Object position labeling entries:
※

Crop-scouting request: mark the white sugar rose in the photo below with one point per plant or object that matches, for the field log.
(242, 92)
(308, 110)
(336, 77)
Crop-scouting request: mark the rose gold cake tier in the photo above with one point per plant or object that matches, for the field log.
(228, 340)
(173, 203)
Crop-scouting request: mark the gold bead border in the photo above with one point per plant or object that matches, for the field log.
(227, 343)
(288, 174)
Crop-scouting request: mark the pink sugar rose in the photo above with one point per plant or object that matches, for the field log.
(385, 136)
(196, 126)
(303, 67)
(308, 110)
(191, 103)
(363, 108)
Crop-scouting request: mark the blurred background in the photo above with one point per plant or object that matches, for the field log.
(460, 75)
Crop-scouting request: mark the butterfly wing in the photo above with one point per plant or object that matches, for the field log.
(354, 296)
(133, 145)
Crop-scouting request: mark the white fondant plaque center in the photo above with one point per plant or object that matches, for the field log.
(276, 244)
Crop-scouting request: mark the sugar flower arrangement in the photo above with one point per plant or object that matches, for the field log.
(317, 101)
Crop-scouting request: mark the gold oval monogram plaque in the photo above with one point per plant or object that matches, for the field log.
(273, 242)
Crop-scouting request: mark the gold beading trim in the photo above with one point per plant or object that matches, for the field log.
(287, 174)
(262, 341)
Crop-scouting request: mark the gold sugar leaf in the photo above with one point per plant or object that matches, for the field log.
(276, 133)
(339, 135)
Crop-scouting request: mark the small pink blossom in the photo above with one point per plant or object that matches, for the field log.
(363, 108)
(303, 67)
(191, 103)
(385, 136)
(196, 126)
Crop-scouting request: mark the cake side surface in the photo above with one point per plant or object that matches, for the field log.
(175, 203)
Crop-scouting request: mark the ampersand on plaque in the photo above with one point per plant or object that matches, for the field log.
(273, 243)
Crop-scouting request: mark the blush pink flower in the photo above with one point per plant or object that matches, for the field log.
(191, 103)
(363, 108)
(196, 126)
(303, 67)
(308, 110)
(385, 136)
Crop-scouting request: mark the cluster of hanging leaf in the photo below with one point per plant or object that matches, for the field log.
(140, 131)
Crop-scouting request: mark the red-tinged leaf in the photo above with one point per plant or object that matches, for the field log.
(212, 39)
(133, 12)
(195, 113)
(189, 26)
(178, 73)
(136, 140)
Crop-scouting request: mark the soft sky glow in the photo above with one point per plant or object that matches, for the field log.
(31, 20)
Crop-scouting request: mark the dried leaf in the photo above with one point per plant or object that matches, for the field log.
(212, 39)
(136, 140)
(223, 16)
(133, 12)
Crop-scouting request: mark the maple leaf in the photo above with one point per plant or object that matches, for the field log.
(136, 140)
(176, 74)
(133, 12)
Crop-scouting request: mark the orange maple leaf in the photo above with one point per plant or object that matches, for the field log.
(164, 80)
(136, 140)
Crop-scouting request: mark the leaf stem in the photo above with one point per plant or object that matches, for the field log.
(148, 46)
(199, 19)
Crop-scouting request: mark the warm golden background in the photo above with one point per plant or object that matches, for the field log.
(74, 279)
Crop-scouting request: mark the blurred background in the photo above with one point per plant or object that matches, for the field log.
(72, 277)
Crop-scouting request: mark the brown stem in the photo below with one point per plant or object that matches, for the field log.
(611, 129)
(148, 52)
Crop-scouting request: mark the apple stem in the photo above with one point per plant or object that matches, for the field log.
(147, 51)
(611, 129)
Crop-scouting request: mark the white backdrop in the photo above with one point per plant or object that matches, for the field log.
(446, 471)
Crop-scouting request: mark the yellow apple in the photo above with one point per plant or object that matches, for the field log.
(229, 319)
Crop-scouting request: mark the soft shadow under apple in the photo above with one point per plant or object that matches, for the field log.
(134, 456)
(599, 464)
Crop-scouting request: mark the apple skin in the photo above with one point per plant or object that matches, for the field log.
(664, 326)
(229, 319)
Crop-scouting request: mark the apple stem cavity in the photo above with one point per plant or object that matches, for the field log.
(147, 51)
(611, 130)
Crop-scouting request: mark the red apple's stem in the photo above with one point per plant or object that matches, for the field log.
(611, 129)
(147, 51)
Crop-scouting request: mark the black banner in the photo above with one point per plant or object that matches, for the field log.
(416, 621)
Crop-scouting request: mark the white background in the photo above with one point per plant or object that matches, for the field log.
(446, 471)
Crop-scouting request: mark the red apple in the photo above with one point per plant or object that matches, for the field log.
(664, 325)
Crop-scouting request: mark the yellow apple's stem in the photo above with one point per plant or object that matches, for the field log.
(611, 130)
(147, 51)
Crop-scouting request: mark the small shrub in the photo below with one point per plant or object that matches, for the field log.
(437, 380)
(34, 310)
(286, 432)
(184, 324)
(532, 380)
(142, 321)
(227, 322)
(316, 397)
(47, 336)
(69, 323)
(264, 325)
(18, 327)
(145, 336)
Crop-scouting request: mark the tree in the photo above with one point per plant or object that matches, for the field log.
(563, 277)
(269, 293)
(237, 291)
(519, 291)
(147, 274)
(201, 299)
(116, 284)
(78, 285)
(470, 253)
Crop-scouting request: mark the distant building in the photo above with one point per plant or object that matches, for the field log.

※

Task statement
Reproduce each entry above exactly, keeping every word.

Exercise result
Crop-scouting request: mark the white sugar rose in the photo below with one point per plant or object that matches, for the field log.
(242, 92)
(308, 110)
(336, 77)
Crop-scouting request: mark the rose gold cake tier in the photo above with one point per plant or object that matches, for the field log.
(228, 340)
(173, 203)
Crop-scouting request: mark the gold bead border in the photo above with one point per plant or object that matches, for the field log.
(227, 343)
(288, 174)
Crop-scouting request: mark the pink sugar rose in the photo above with one point per plant or object that matches, for the field log.
(385, 136)
(196, 126)
(303, 67)
(308, 110)
(191, 103)
(363, 108)
Crop-scouting request: mark the blurred background in the photo above with one point per plant or object that matches, for the field log.
(460, 75)
Crop-scouting request: mark the butterfly wing in the photo above with one point per plant or object that matches, for the field log.
(354, 296)
(133, 145)
Crop-scouting request: mark the white fondant plaque center in the photo above with one point per plant or object that matches, for the field log.
(276, 244)
Crop-scouting request: mark the sugar flower arrangement in the photo above with one point per plant or object that matches, for the field log.
(317, 101)
Crop-scouting request: mark the gold oval monogram plaque in the photo above with one point per plant or object that matches, for the field log.
(273, 242)
Crop-scouting request: mark the gold beading trim in the photo above with one point per plant or object that matches, for the field log.
(287, 174)
(262, 341)
Crop-scouting request: mark the gold sugar leaf in the photo above with one point per plant or object that matches, for the field log.
(276, 133)
(339, 135)
Crop-scouting request: mark the small pink blossom in the photo above with one point per plant or object that matches, for the field log.
(363, 108)
(303, 67)
(191, 103)
(385, 136)
(196, 126)
Crop-scouting request: mark the cake side surface in the photo above with one point per plant or object that matches, for the field log.
(175, 203)
Crop-scouting request: mark the ampersand on plaque in the photo above with one point per plant or object that matches, for the field log.
(273, 243)
Crop-scouting request: mark the blush pink flower in the photo above with one point per plant or object that matches, for the field log.
(191, 103)
(363, 108)
(196, 126)
(303, 67)
(308, 110)
(385, 136)
Crop-scouting request: mark the cluster of hanging leaf in the photo below with one point per plant or object that matches, for the field log.
(140, 131)
Crop-scouting request: mark the red-tinged leaf in the photo above with one point per plant or object that matches, for the field log.
(212, 39)
(133, 12)
(195, 113)
(189, 26)
(178, 73)
(136, 140)
Crop-scouting request: mark the soft sky glow in the photo above with one point per plant or object that matches, for the field log.
(31, 20)
Crop-scouting request: mark the dried leaf in the photo above with one point per plant or object that matches, for the field log.
(212, 39)
(136, 140)
(223, 16)
(133, 12)
Crop-scouting request: mark the maple leaf in the photo above with one point per plant or object that matches, for the field log.
(136, 140)
(176, 74)
(133, 12)
Crop-scouting request: mark the orange maple leaf in the photo above with one point per plant or object that matches, for the field log.
(164, 80)
(136, 140)
Crop-scouting request: mark the leaf stem in the photo above with one point per plant or object that matches, for the field log.
(148, 46)
(199, 19)
Crop-scouting request: mark the warm golden background in the photo above with one point per plant or object that matches, for the field log.
(74, 279)
Crop-scouting request: mark the blurred background in the photo above with one point per plant or object that matches, for the field log.
(72, 277)
Crop-scouting request: mark the brown stem in the photo below with one point per plant or object that matches, for the field log.
(611, 129)
(148, 52)
Crop-scouting request: mark the apple stem in the photo above with one point per plant or object that matches, for the field log.
(147, 51)
(611, 129)
Crop-scouting request: mark the white backdrop in the photo above with one point per plant or object that matches, for the field log.
(446, 471)
Crop-scouting request: mark the yellow apple in the photo above with one point per plant or object that matches, for the field log.
(229, 319)
Crop-scouting request: mark the soft shadow under apple in the photo above with one point per plant or object that matches, for the field log.
(134, 456)
(599, 464)
Crop-scouting request: mark the apple skin in the photo above with one point per plant or object that matches, for the field log.
(664, 326)
(229, 319)
Crop-scouting request: mark the apple stem cavity in the photo above with one point per plant or object that matches, for the field log.
(147, 51)
(611, 130)
Crop-scouting request: mark the red apple's stem in the photo above with one point per plant or object that matches, for the field log.
(611, 129)
(147, 51)
Crop-scouting request: mark the black banner in the photo above with one point per plant or object that matches, for the field log.
(416, 621)
Crop-scouting request: mark the white background in the photo above with one point per plant or object that matches, for the field log.
(446, 471)
Crop-scouting request: mark the red apple in the photo above with one point per plant or object that matches, for the field log.
(664, 325)
Crop-scouting request: mark the yellow apple's stem in the photo above with one point per plant or object that matches, for the field log.
(611, 130)
(147, 51)
Crop-scouting request: mark the small shrub in the photo below with one point per plant or object that matches, for the field log.
(437, 380)
(34, 310)
(286, 432)
(184, 324)
(532, 380)
(142, 321)
(227, 322)
(316, 397)
(47, 336)
(69, 323)
(264, 325)
(18, 327)
(145, 336)
Crop-scouting request: mark the tree in the photo above with one point per plant or object that matches, for the field log.
(563, 277)
(269, 293)
(237, 291)
(519, 291)
(147, 274)
(201, 299)
(116, 284)
(78, 285)
(470, 253)
Crop-scouting request: mark the distant building in the photo above with one point per plant or object that matches, for the field log.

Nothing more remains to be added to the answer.